Start of Information shown

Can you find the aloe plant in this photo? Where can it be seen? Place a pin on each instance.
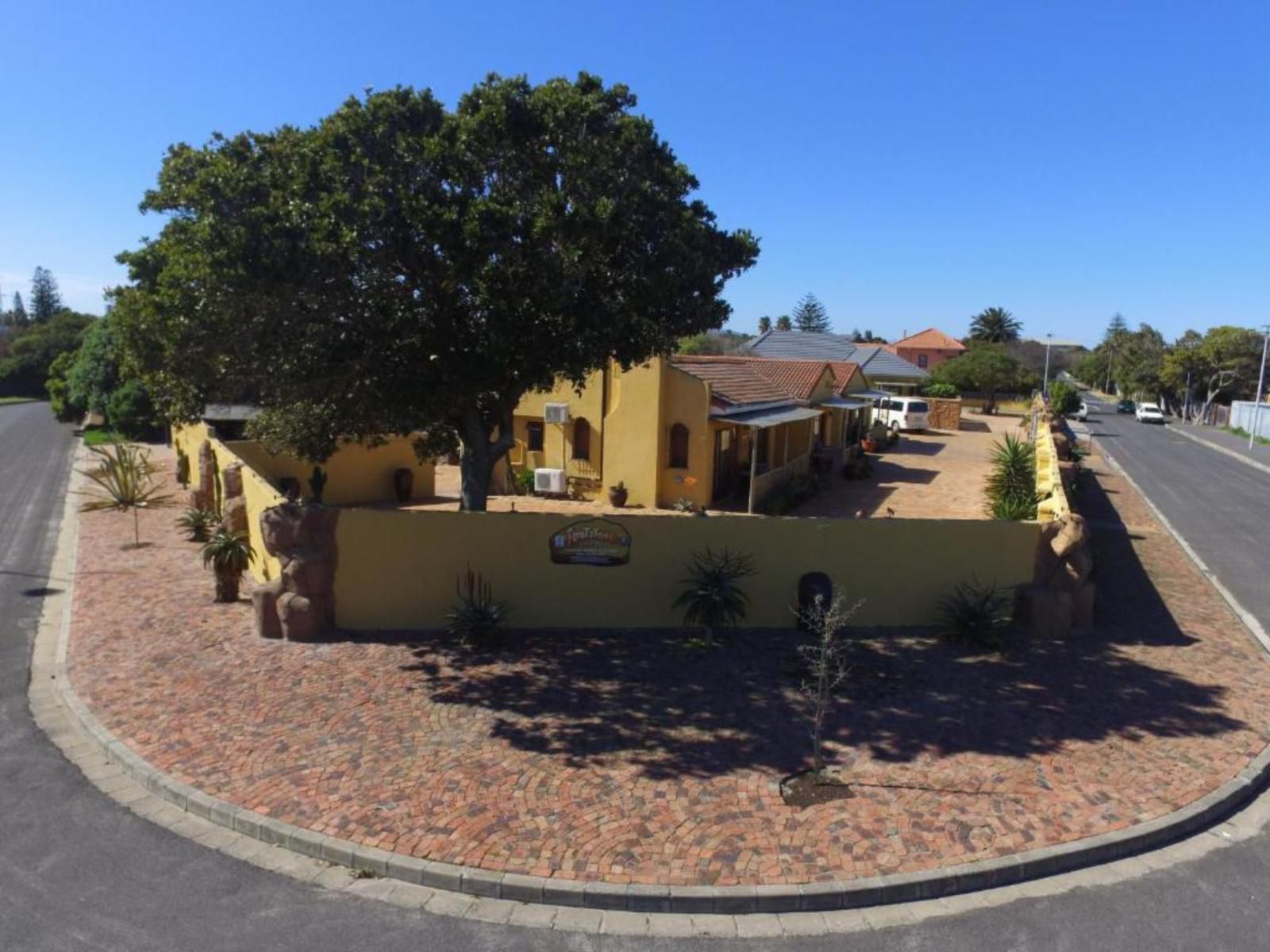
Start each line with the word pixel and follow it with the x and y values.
pixel 714 597
pixel 229 555
pixel 124 480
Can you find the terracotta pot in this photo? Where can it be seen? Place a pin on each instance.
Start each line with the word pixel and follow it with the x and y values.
pixel 403 482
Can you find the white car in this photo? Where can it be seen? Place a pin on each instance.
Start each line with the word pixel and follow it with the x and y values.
pixel 902 413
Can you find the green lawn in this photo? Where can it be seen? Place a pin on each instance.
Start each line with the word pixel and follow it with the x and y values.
pixel 99 436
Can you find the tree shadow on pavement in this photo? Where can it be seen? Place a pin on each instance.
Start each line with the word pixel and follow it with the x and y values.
pixel 670 710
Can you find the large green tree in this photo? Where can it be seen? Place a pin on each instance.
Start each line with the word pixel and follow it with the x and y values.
pixel 810 315
pixel 46 300
pixel 400 267
pixel 33 351
pixel 987 368
pixel 995 325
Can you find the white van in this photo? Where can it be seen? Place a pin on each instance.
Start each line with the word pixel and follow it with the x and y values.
pixel 902 413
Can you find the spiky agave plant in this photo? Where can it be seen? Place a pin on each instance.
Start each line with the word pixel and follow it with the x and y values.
pixel 124 480
pixel 713 597
pixel 229 555
pixel 1011 486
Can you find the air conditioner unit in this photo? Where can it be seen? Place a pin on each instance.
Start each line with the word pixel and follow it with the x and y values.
pixel 556 413
pixel 549 482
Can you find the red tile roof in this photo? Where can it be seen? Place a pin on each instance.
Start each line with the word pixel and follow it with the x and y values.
pixel 761 380
pixel 930 338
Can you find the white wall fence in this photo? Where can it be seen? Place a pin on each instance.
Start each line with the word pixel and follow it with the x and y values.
pixel 1242 413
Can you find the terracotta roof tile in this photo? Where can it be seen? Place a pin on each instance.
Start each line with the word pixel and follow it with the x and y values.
pixel 930 338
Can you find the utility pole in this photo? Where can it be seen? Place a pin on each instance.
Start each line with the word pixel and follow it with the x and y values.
pixel 1261 380
pixel 1045 386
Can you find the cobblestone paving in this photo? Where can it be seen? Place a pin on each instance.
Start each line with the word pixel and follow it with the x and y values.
pixel 632 758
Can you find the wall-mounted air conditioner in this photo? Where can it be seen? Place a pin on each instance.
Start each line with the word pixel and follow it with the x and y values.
pixel 549 482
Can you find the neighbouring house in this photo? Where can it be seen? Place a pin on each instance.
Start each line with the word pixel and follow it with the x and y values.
pixel 713 431
pixel 927 349
pixel 883 368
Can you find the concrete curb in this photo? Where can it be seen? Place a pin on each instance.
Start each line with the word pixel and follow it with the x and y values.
pixel 616 898
pixel 1233 454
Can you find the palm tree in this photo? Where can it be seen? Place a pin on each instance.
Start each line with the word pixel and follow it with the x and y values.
pixel 996 325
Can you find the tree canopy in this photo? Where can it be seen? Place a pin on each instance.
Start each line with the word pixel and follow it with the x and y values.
pixel 46 300
pixel 810 315
pixel 995 325
pixel 400 267
pixel 987 368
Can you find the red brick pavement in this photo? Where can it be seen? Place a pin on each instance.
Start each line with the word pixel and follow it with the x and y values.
pixel 630 758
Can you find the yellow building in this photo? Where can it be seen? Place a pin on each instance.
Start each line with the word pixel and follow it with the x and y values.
pixel 715 431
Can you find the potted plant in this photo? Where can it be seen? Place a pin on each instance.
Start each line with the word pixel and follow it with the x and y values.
pixel 228 554
pixel 198 524
pixel 618 495
pixel 403 482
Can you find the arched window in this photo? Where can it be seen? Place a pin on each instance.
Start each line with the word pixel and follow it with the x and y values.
pixel 679 447
pixel 581 438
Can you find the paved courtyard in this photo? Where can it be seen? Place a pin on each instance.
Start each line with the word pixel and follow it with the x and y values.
pixel 933 475
pixel 632 758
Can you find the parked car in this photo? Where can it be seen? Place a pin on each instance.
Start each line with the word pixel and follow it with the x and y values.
pixel 902 413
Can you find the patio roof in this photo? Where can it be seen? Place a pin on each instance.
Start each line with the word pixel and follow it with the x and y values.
pixel 845 404
pixel 762 419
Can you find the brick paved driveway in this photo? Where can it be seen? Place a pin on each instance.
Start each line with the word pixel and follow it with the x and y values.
pixel 630 758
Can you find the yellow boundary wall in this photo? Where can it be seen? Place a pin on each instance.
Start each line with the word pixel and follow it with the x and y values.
pixel 398 569
pixel 1053 505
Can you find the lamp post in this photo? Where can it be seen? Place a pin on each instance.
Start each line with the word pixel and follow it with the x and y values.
pixel 1045 386
pixel 1261 380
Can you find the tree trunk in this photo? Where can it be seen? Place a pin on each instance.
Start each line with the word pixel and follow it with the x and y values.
pixel 479 455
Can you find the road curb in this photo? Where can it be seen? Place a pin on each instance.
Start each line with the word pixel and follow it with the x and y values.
pixel 1219 448
pixel 50 683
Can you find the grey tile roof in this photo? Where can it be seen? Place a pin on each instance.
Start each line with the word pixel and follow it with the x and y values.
pixel 876 362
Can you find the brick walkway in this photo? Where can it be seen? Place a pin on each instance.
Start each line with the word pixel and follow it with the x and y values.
pixel 633 759
pixel 926 476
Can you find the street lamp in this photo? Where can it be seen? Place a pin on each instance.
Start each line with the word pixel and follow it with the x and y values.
pixel 1261 380
pixel 1045 386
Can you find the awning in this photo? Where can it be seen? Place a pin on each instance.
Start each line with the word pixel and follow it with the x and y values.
pixel 846 404
pixel 762 419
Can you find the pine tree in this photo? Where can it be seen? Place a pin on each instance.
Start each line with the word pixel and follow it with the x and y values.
pixel 810 315
pixel 46 300
pixel 18 313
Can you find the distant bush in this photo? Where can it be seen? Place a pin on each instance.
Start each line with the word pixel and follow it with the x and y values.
pixel 1064 399
pixel 937 390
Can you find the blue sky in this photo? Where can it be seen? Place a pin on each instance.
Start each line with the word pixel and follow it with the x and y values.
pixel 911 163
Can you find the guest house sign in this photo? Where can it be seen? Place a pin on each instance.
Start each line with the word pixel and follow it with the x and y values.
pixel 591 543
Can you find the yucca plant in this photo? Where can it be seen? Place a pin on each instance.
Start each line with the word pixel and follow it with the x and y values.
pixel 478 616
pixel 976 613
pixel 1011 488
pixel 198 524
pixel 713 597
pixel 124 480
pixel 228 555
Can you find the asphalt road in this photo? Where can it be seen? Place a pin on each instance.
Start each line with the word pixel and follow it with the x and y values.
pixel 1218 505
pixel 79 873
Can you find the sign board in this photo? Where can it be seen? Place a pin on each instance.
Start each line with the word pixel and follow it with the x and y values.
pixel 591 543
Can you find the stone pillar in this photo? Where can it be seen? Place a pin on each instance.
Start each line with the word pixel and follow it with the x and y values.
pixel 1062 592
pixel 302 537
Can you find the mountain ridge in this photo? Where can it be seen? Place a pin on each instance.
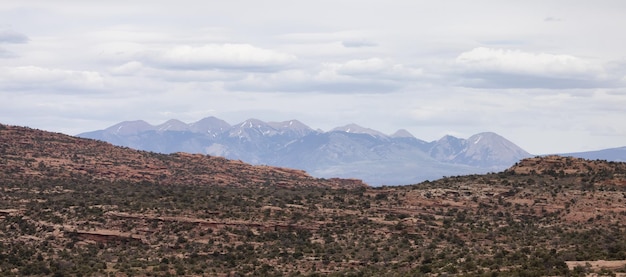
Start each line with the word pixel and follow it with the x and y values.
pixel 349 151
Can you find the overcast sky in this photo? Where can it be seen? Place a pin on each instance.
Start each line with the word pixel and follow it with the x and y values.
pixel 548 75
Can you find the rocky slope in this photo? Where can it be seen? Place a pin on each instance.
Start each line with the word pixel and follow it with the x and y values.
pixel 32 152
pixel 350 151
pixel 545 216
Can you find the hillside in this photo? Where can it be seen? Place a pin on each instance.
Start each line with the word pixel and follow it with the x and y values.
pixel 546 216
pixel 349 151
pixel 29 152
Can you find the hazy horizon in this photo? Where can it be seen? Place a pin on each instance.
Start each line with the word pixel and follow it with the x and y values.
pixel 548 75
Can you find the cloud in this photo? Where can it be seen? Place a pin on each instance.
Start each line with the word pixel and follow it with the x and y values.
pixel 487 67
pixel 354 76
pixel 358 43
pixel 9 36
pixel 219 56
pixel 7 54
pixel 375 68
pixel 46 79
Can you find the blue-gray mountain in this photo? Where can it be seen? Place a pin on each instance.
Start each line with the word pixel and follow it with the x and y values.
pixel 350 151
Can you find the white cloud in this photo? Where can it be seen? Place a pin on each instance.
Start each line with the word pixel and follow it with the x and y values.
pixel 219 56
pixel 484 59
pixel 33 77
pixel 10 36
pixel 376 67
pixel 488 67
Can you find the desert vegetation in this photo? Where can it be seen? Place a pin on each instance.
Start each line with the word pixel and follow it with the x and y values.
pixel 546 216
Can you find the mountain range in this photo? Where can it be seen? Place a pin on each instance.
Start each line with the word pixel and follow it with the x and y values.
pixel 349 151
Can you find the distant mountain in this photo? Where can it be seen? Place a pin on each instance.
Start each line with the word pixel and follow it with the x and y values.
pixel 349 151
pixel 40 154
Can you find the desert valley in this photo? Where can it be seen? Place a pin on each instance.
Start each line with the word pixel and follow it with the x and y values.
pixel 73 206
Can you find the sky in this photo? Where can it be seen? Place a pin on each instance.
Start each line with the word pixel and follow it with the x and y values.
pixel 548 75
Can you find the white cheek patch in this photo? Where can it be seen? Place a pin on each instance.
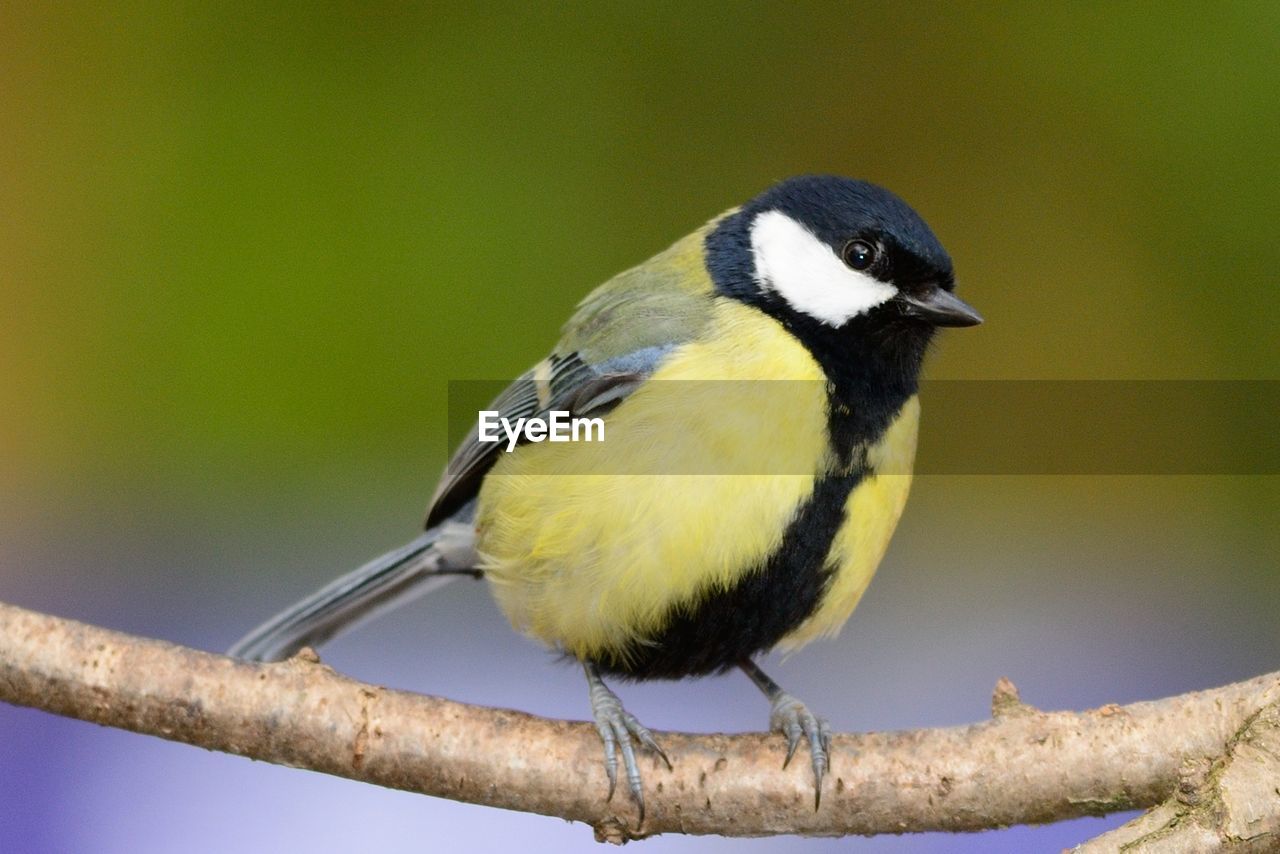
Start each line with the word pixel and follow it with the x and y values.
pixel 808 274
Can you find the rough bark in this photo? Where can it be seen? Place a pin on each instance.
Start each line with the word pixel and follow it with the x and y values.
pixel 1022 766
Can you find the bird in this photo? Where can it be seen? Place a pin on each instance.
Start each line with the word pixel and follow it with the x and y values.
pixel 757 384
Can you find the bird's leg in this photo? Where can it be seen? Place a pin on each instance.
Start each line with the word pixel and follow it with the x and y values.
pixel 617 726
pixel 790 717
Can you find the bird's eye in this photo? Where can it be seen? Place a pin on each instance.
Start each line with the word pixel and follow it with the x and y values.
pixel 859 255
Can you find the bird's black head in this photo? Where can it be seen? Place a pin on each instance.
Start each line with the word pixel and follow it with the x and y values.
pixel 835 250
pixel 849 269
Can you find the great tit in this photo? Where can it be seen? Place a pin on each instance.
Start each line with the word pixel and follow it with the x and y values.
pixel 640 566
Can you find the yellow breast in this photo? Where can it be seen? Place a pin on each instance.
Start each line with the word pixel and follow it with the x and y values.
pixel 590 562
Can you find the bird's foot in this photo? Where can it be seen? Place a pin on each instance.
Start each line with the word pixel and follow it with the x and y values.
pixel 794 720
pixel 617 727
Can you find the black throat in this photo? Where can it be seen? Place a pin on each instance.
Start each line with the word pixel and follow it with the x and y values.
pixel 872 362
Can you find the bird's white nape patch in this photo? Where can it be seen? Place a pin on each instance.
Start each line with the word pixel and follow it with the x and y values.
pixel 808 274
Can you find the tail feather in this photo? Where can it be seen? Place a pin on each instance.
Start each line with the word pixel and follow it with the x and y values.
pixel 416 569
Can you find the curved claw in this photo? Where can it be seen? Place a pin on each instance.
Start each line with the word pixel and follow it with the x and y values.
pixel 617 727
pixel 794 720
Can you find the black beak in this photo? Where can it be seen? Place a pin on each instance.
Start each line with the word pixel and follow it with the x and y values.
pixel 940 307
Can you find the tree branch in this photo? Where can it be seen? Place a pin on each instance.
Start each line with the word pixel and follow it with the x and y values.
pixel 1023 766
pixel 1226 805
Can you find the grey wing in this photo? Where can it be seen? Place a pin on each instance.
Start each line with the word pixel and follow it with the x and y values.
pixel 565 383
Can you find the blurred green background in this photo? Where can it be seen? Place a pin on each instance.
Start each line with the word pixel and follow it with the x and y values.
pixel 245 249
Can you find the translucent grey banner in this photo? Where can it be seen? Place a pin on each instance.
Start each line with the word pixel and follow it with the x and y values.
pixel 967 428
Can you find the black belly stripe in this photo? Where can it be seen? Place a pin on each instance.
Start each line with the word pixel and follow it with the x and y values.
pixel 714 633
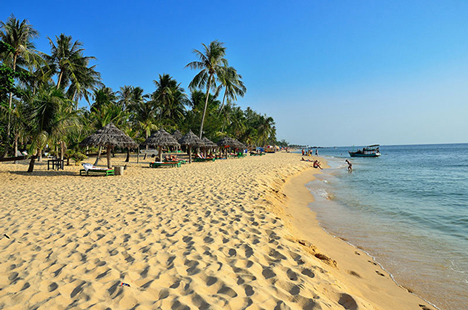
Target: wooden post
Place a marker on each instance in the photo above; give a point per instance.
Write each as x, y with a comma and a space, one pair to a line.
108, 156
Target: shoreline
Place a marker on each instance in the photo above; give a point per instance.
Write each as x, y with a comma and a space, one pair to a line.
225, 235
304, 223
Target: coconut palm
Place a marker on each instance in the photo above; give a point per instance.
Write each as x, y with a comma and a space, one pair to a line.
49, 115
232, 83
125, 96
67, 60
211, 63
84, 83
18, 35
266, 126
170, 100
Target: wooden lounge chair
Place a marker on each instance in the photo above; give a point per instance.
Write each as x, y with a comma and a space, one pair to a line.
203, 159
91, 170
165, 164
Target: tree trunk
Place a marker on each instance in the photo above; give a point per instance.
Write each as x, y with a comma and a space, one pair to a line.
108, 156
128, 155
62, 149
7, 144
33, 160
16, 147
60, 79
99, 155
206, 104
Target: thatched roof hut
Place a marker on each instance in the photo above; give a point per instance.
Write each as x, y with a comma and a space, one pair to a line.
161, 138
191, 140
226, 142
209, 143
109, 136
238, 144
177, 135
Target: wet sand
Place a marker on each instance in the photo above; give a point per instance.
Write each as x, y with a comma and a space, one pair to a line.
230, 234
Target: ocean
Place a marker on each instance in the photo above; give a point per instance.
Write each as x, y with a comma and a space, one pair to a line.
408, 209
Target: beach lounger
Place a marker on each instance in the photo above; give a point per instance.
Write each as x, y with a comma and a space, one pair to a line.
165, 164
91, 170
203, 159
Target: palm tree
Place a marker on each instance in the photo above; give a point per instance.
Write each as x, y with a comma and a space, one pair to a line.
211, 64
170, 100
232, 83
48, 116
19, 36
85, 82
68, 62
125, 96
266, 128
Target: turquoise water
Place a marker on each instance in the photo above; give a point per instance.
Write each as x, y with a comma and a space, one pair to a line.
408, 209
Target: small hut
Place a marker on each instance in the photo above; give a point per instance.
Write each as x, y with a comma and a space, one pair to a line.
161, 138
177, 135
109, 136
208, 145
191, 140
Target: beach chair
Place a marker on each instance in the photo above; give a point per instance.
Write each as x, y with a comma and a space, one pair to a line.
165, 164
91, 170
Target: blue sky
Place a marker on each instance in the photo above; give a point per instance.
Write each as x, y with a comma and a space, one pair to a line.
329, 72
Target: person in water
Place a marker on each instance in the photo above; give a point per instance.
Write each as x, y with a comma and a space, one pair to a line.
317, 164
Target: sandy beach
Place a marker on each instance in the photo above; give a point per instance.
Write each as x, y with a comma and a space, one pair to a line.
229, 234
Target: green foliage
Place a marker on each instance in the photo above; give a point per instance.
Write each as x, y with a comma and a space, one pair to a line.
44, 110
75, 155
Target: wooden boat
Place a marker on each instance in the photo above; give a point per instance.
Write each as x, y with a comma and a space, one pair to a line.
368, 151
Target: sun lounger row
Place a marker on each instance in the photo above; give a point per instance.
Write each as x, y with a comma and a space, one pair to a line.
165, 164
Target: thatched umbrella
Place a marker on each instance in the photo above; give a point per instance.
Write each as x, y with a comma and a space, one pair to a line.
191, 140
109, 136
226, 142
177, 135
161, 138
238, 144
208, 144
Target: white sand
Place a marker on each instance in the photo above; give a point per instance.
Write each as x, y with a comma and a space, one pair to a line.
219, 235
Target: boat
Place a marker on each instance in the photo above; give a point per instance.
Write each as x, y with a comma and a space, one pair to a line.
368, 151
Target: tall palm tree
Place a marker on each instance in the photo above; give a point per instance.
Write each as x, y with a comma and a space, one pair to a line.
68, 61
19, 36
170, 100
232, 83
85, 82
125, 96
49, 115
266, 127
211, 64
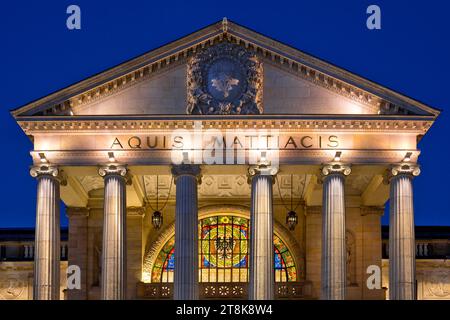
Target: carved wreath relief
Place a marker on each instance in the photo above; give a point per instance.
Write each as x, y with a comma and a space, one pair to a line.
224, 79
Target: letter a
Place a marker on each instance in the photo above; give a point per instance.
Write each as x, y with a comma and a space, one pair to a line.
74, 20
374, 20
374, 280
73, 277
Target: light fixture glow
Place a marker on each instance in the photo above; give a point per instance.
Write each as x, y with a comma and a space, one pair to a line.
42, 157
407, 157
111, 157
337, 156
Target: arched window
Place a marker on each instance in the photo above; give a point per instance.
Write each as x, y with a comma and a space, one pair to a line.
224, 253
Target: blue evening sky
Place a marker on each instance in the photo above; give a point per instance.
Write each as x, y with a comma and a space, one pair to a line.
39, 55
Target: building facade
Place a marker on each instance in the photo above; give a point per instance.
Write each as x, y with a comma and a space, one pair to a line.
225, 164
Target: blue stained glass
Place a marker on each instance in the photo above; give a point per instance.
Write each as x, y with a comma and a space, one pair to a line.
242, 263
277, 260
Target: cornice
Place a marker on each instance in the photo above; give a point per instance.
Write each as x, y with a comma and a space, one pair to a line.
353, 123
306, 66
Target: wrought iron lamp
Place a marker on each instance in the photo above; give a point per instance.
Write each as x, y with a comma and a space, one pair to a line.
291, 217
157, 220
292, 220
157, 217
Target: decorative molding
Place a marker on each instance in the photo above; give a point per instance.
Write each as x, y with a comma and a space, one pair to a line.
336, 168
224, 79
144, 123
264, 168
76, 212
407, 168
314, 210
186, 169
366, 210
136, 211
115, 169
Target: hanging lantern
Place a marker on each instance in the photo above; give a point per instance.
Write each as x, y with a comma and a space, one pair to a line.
291, 220
157, 219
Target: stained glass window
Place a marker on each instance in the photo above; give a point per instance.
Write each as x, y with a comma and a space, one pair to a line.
223, 253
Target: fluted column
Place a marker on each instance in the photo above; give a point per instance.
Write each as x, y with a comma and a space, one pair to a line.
402, 253
261, 285
186, 232
114, 253
333, 280
47, 239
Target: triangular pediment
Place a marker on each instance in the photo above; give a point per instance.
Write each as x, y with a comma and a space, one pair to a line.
157, 82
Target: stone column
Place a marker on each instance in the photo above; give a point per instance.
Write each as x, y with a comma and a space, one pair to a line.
186, 232
78, 244
402, 253
114, 263
47, 240
261, 284
333, 263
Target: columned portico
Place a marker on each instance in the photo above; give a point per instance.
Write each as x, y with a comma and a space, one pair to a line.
47, 240
186, 232
261, 286
114, 263
333, 231
202, 97
402, 249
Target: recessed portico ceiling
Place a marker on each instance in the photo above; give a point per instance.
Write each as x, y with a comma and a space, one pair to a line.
299, 63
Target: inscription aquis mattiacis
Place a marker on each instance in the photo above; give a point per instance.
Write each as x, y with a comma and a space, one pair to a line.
208, 141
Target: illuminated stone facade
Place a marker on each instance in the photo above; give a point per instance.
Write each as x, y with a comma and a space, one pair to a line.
226, 123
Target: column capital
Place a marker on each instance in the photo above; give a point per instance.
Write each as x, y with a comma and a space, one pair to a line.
73, 212
335, 168
48, 170
116, 169
186, 170
263, 168
403, 168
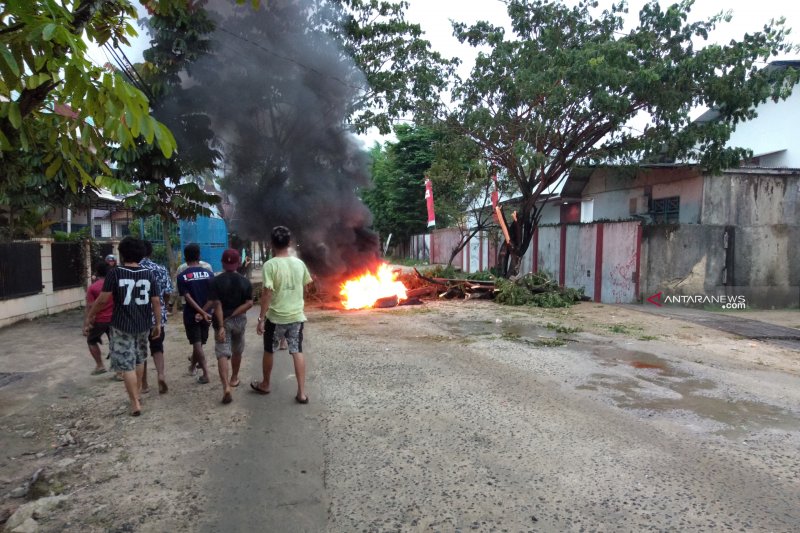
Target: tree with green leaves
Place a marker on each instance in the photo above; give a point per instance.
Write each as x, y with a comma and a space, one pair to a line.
463, 187
179, 35
403, 74
562, 89
399, 168
59, 111
458, 175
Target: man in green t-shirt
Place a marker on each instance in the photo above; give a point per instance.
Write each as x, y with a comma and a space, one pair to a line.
281, 316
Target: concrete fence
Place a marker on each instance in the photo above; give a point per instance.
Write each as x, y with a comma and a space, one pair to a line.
48, 300
627, 262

End of Information shown

• Work instruction: From the first line of the records down through the line containing "Can you find the white car", transcribe exactly those lines and no others, both ends kept, pictures dropped.

• Answer to the problem:
Can you find the aloe plant in this photo? Where can it be seen? Place a pin on each instance.
Start each line with the word pixel and follow it with the x and y values.
pixel 714 597
pixel 229 555
pixel 124 480
Can you find the terracotta pot in this photo? Where can it be seen? Place a pin on each instance.
Start each line with the word pixel and follow it with the x and y values.
pixel 403 482
Can you find the white car in this photo? Where can it be seen? Place a pin on each instance.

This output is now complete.